*Problem*.
The material below holds a span beginning at the line with "Target: shallow water pool" and ending at the line with "of the submerged". Quote that span exactly, both ends included, and only that span.

*Source records*.
----

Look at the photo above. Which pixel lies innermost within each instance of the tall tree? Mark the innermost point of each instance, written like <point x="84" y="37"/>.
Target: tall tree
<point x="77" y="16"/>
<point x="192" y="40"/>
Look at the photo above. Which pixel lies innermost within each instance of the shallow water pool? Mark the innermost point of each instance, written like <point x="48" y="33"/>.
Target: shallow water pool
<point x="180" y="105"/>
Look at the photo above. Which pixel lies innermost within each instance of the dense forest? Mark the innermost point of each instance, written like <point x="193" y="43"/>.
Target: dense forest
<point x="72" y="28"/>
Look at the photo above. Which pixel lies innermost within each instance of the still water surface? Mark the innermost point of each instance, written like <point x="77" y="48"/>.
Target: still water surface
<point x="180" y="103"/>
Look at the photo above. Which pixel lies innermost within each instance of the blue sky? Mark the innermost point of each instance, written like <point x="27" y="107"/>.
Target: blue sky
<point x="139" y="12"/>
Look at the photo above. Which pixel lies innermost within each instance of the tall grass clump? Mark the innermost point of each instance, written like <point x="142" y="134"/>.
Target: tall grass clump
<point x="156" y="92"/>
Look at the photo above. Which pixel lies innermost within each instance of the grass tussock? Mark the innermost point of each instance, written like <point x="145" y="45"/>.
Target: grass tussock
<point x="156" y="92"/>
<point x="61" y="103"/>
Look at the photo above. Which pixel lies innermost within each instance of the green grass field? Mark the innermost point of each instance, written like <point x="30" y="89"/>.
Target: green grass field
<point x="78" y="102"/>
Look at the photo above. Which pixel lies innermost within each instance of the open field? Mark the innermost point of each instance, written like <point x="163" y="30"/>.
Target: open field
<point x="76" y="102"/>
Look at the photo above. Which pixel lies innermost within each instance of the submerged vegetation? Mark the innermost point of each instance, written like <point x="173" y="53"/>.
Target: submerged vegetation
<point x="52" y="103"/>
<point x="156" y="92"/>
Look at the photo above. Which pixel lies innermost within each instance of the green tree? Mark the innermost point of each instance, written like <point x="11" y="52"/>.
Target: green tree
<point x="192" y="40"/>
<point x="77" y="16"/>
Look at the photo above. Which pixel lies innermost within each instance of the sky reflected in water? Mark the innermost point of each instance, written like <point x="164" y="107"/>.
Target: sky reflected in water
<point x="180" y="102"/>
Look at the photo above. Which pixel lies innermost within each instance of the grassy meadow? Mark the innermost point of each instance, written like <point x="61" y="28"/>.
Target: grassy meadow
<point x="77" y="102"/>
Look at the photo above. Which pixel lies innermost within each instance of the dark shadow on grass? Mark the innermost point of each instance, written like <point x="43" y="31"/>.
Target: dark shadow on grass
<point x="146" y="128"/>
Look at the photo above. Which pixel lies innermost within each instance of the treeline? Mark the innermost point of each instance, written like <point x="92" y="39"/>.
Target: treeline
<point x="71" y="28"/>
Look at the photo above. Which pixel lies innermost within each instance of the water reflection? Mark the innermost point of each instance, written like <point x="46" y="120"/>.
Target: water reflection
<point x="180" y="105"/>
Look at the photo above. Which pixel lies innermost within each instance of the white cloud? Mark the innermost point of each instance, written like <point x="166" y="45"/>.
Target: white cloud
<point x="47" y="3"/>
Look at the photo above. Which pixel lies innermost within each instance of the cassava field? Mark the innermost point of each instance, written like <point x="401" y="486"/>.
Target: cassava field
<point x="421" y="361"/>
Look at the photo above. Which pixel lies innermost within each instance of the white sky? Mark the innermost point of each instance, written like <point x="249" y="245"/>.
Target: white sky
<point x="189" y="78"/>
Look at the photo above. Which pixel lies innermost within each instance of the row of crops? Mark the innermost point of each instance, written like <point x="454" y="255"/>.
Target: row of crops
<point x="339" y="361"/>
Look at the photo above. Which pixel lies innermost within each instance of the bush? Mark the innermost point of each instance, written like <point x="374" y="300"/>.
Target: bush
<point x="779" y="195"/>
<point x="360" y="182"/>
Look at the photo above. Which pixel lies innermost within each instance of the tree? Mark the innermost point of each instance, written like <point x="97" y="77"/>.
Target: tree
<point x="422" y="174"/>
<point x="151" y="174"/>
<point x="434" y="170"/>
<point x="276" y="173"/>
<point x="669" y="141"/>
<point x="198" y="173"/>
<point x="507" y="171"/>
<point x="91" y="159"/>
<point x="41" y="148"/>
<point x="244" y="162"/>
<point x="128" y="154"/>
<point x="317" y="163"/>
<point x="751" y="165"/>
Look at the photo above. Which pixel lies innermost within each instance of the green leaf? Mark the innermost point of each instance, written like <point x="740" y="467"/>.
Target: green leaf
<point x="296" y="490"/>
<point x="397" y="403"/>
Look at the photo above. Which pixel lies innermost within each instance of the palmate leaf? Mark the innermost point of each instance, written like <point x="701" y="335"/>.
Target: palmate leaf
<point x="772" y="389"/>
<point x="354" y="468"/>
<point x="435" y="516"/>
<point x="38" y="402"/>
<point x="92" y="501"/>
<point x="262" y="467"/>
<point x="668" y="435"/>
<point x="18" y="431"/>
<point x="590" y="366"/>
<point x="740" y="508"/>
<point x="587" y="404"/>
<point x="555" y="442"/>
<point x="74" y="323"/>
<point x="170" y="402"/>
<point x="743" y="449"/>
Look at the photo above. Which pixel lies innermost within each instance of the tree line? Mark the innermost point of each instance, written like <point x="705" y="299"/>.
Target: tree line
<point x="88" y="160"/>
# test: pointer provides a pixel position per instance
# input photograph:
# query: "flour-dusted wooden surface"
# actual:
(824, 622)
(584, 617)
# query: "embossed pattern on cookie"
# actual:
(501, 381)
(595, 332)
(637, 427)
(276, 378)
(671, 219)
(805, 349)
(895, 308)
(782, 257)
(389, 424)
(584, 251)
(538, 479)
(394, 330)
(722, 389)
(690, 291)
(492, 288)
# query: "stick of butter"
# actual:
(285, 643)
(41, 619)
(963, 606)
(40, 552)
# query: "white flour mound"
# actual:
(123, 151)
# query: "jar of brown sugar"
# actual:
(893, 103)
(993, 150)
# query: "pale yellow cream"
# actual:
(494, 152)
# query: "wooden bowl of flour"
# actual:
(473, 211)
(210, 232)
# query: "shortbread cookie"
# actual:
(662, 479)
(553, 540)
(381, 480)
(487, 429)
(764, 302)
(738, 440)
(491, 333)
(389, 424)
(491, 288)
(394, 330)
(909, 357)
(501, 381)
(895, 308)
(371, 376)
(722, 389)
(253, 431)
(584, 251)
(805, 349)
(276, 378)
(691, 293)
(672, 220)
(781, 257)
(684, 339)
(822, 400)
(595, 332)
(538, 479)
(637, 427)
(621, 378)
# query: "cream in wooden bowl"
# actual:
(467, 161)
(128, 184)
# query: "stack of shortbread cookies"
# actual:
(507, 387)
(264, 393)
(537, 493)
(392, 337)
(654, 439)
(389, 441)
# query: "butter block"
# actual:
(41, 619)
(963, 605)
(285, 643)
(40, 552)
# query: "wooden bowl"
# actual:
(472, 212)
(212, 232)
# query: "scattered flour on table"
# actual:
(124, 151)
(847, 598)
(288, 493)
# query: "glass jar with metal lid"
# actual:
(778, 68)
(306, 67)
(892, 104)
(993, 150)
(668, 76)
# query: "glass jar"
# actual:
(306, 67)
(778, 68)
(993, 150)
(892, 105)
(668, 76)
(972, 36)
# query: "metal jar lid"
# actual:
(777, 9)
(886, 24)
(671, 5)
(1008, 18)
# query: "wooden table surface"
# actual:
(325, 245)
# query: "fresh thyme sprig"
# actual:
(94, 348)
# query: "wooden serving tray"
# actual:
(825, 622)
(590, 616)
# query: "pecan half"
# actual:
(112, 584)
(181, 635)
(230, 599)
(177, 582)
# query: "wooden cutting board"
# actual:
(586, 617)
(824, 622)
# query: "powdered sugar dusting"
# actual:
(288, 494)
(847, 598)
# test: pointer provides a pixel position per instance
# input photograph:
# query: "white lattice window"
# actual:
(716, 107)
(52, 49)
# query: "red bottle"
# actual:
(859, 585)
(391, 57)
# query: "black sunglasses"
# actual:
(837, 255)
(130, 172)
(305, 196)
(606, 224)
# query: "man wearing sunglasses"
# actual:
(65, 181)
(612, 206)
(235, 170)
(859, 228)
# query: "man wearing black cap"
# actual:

----

*Result*.
Target: shallow water pool
<point x="180" y="105"/>
Look at the photo above. Which pixel lies innermost within each instance of the dense forest? Mark the innermost point of each instance, written like <point x="193" y="43"/>.
Target: dense forest
<point x="72" y="28"/>
Look at the photo above. Which pixel lies innermost within each instance of the still water surface? Mark the innermost point of each instance, written like <point x="77" y="48"/>.
Target: still water surface
<point x="180" y="103"/>
Look at the photo above. Which pixel lies innermost within each instance of the blue sky? Mark the innermost point of each instance, written like <point x="27" y="107"/>.
Target: blue sky
<point x="139" y="12"/>
Look at the photo above. Which pixel lies innermost within each instance of the tall grass clump? Mark the innermost point of each instance, written like <point x="142" y="134"/>.
Target: tall grass clump
<point x="156" y="92"/>
Look at the photo above. Which pixel lies innermost within each instance of the grass tussock? Mark the innermost point of each instance, written like <point x="145" y="45"/>.
Target: grass tussock
<point x="156" y="92"/>
<point x="61" y="103"/>
Look at the photo above. Which pixel lies innermost within each instance of the green grass field? Mark the innermost point of each instance, written like <point x="30" y="89"/>.
Target: green grass field
<point x="78" y="102"/>
Look at the photo above. Which pixel lies innermost within each instance of the open field? Mark the innermost point of each instance, written like <point x="163" y="30"/>.
Target: open field
<point x="76" y="102"/>
Look at the photo above. Which pixel lies innermost within each instance of the submerged vegetation? Mark the innermost point of each instance, written like <point x="173" y="53"/>.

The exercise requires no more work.